Actions to take>
[a] In the piece on Trump's claims about family separation, which news organization ran a fact-check saying he was "not telling the truth"?
[b] Write the next part of the piece on Trump's claims about family separation, starting after its final sentence.

Text under study>
====
On “Meet the Press” yesterday, Donald Trump insisted to NBC News’ Chuck Todd, “I inherited separation from President Obama.” The president told the same lie to Time magazine a day earlier.
And then the Republican repeated the lie to Jose Diaz-Balart during a Telemundo interview that aired on Friday night:
TRUMP, When I became president, President Obama had a separation policy. I didn’t have it. He had it. I brought the families together. I’m the one that brought ’em together. Now, I said something when I did that. I’m the one that put people together…. They separated. I put ’em together.
DIAZ-BALART: You did not.
In case there are any doubts, Jose Diaz-Balart was right and the president was wrong. As the Associated Press put it in a fact-check piece, Trump was simply “not telling the truth.”
====
The data>
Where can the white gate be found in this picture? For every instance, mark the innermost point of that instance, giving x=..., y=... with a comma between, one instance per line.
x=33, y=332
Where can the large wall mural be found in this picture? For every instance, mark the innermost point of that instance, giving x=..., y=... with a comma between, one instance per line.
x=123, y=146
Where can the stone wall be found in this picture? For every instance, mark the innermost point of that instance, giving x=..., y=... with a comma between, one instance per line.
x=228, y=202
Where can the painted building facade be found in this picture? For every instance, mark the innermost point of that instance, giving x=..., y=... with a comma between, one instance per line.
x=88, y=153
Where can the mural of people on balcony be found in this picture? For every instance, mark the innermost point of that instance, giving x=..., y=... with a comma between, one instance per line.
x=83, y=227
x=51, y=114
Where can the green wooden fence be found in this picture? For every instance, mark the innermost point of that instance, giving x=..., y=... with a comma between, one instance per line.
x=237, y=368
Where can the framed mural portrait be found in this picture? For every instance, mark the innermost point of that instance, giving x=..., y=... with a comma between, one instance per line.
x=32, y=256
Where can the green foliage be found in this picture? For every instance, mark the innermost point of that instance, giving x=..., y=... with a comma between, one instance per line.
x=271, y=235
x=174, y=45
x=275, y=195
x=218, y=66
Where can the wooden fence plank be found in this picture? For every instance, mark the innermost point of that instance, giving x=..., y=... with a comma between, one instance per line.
====
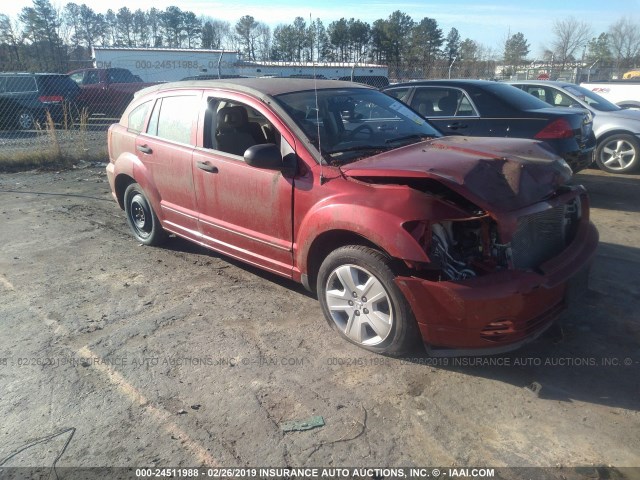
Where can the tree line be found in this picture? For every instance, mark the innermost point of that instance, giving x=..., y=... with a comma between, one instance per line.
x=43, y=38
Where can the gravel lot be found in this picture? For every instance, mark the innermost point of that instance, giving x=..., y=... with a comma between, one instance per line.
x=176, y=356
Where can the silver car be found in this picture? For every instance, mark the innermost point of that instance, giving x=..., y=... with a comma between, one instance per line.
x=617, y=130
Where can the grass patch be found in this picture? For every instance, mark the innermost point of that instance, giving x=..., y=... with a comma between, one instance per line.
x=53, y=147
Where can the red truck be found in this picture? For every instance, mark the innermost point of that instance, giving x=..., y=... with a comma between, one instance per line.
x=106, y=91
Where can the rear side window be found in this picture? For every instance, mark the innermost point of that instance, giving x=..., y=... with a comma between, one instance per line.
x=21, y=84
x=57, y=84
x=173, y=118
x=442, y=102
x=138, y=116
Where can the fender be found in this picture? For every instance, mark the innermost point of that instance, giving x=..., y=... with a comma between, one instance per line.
====
Results for each task>
[a] The Associated Press.

[b]
To be sure, the president has told this lie before. But the fact remains that the Republican has had a year to come up with a compelling defense for his family-separation policy, and it appears the best he can do is peddle a brazen lie.
The idea that this is simply a continuation of an Obama-era practice is “preposterous,” Denise Gilman, director of the Immigration Clinic at the University of Texas Law School, told NBC News. “There were occasionally instances where you would find a separated family — maybe like one every six months to a year — and that was usually because there had been some actual individualized concern that there was a trafficking situation or that the parent wasn’t actually the parent.”